| Data in this exercise |
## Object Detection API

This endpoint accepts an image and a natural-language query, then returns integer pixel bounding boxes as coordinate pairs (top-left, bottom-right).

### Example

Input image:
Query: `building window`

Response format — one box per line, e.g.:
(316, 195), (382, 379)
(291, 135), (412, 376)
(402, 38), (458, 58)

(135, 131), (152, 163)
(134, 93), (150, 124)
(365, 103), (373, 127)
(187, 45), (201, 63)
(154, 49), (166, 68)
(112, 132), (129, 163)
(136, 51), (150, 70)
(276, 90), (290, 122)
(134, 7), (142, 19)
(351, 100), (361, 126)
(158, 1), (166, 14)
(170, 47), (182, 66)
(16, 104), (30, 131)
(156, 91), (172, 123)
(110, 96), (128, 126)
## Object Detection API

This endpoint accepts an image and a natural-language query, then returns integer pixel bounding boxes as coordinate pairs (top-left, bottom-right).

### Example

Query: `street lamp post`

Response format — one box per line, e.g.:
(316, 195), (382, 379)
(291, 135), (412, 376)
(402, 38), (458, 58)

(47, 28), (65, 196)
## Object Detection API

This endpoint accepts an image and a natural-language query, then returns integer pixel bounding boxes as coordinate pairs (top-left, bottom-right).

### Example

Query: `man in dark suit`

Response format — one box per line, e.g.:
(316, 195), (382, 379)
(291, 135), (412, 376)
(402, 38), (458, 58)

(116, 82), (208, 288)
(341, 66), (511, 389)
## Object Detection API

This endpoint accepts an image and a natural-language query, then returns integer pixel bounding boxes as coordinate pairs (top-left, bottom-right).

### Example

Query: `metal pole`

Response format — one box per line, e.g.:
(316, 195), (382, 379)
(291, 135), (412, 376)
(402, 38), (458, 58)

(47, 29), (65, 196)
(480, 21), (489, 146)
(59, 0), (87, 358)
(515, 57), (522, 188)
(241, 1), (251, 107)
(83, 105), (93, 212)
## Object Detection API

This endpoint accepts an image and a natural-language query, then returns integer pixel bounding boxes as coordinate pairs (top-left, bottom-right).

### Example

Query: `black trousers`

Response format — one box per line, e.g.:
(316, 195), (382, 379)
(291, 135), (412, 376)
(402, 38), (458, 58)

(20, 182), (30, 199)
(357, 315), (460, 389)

| Do this |
Offset every coordinate in the answers by 68 and rewrite the records from the start through the line with "(341, 66), (511, 389)", with the requests included. Leave the requests and their sample coordinates unchanged.

| Full answer |
## Object Detection API

This endpoint accepts an image and a natural-language query, then returns integer pixel bounding boxes as coordinate pairs (top-left, bottom-right).

### Example

Input image:
Query: `building window`

Response format — one box per line, e.g.:
(316, 195), (382, 379)
(291, 135), (412, 376)
(402, 38), (458, 58)

(203, 199), (220, 231)
(202, 161), (218, 192)
(433, 171), (441, 195)
(255, 113), (269, 131)
(222, 117), (234, 136)
(180, 200), (197, 231)
(204, 119), (218, 138)
(344, 158), (358, 190)
(202, 75), (210, 87)
(419, 168), (429, 194)
(226, 69), (234, 82)
(238, 115), (250, 134)
(84, 172), (98, 199)
(224, 159), (240, 191)
(178, 164), (196, 194)
## Object Detection API

This endpoint accepts an image and a natural-language query, then returns integer pixel bounding boxes as coordinate pairs (top-left, bottom-right).

### Example

Query: `street lamp post`

Response format — one box per line, e.g.:
(316, 195), (382, 379)
(291, 135), (412, 376)
(402, 38), (458, 58)

(115, 96), (133, 264)
## Object Detection API

This endpoint accepts an image and a natural-language query, then returns integer pixel bounding boxes as coordinate pairs (top-left, bottom-right).

### Example

Query: `man in dark suit`

Response format — one box per line, e.g.:
(316, 195), (382, 379)
(291, 135), (412, 376)
(402, 38), (458, 58)

(184, 150), (276, 356)
(409, 134), (579, 457)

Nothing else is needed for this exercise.